**Prompt**: Word for word, quote all of the material, omitting the pictures.

**Input material**:
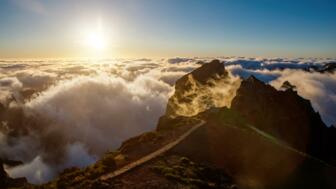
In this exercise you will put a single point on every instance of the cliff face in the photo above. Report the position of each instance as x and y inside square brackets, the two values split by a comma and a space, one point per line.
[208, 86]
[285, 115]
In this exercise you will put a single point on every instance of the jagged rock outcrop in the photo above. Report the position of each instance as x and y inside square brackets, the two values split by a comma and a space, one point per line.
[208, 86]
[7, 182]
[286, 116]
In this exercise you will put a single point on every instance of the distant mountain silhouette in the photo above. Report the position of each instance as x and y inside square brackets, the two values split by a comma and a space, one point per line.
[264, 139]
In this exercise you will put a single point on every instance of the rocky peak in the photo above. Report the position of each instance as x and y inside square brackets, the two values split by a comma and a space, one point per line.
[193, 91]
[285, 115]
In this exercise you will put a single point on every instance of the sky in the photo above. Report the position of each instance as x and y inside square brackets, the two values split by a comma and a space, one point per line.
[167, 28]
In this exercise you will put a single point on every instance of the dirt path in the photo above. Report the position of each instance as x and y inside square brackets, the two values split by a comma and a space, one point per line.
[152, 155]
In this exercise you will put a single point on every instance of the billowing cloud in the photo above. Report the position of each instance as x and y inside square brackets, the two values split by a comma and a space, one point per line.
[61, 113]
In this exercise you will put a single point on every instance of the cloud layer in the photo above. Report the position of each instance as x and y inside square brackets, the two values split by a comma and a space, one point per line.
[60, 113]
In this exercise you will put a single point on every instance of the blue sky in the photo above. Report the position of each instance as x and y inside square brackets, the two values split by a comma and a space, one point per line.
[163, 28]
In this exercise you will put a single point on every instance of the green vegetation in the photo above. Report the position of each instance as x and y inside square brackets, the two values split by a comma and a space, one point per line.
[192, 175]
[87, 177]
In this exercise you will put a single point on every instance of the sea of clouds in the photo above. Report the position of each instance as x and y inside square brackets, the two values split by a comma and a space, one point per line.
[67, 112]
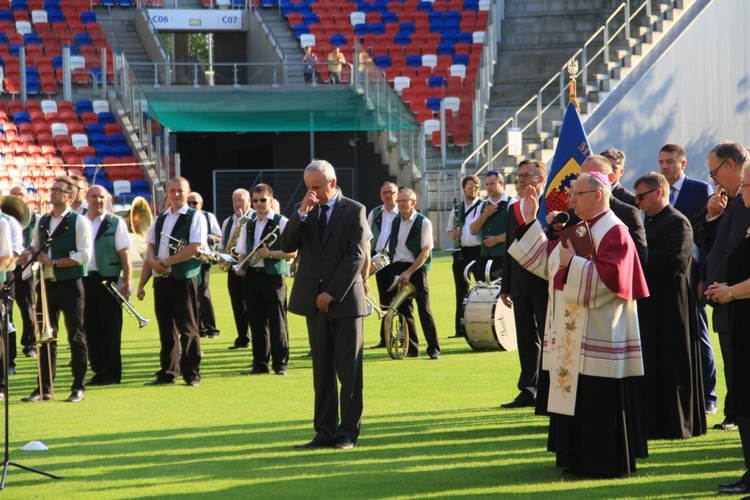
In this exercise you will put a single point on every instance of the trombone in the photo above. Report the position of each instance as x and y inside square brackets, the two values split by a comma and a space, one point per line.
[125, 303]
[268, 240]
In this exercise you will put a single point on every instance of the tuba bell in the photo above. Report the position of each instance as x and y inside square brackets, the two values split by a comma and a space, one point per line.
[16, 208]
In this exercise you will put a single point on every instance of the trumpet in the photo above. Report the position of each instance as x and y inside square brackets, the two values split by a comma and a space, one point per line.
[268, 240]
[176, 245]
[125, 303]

**Result below**:
In this exercise you will put a single point on every instance of the cliff face in the photo above. Report the position of each instance as x and y inside square brackets, the two values split by a comma and a space, one point per line.
[208, 86]
[285, 115]
In this exercise you will put a single point on every instance of the jagged rock outcrop in the photo above. Report the position of each instance as x and y inside square brackets, the two values split by a comma and a space, one point per line.
[208, 86]
[7, 182]
[286, 116]
In this exercise you will put a single point on every instance of the distant mountain silhouette in the photo above. Report the position of each instance as x and y inside square brackets, the two values split by a comma and a space, one point per line.
[264, 139]
In this exercise you will put a single point on every instance of the rocky peak in the photo above. Report the position of each instance as x and y inside square brackets, the two values split by a comma and a space, one point per line.
[193, 91]
[285, 115]
In this exercise you will put a single point on every instance of the sky in the photo above. Report the position of each instance as x and y inside square brackets, the two values split by a comma and a space, one point per line.
[167, 28]
In this exercise you will put a single point on every instance of the dirt path in the photo above. Report the position of each instance as x and y inside square brackets, the two values split by a comma and a space, one point per line.
[152, 155]
In this exercise you will put a single point on every instance of the billowing cloud in the photo above. Report the position of each instance as x and y inside square brackets, the two values split by a comma and a space, one point per line.
[61, 113]
In this exercise you will put a single point on every instance of the cloud layer in the photo above. Report the position of each instance as x and y inside square brackets, the two values split by a comma and a space, one point per line.
[60, 113]
In this exercise you will put a single point on every instance of the blue sky in the photo above. Report the position of each instance as x and y inside square brackets, the two values split by a comma and a space, one point per line.
[163, 28]
In this exercise you will put a single point on every instance of the green vegetation in the photo above. Report the position of each instance as x and y inside square brackets, the two values split by a comma and a space, one point per line.
[192, 175]
[87, 177]
In this exercise you will put a single point on every instance of the sea of clouds in the photo above. Report the position of each instance as x and y inside square brackets, the two values split by a comma and a space, one point per line.
[67, 112]
In this exercise you will put a single point on every instance of the trombone in the photo above. Report the position of each instance as x and y inside square brackets, the two values split by a comma and a space, one point per line.
[125, 303]
[268, 240]
In this exercise you will put a single point on every instance of the tuba bell in the photo above. Report the position of each instance as x and y inside square brackets, the two values split by a comma and a space, one point per line.
[16, 208]
In this exercise you will put a single point on every instance of the trumpet in the photo above. Report the position of each instance as x and y inside square brackets, the two values split by a comma and a space, one point per line.
[268, 240]
[176, 245]
[125, 303]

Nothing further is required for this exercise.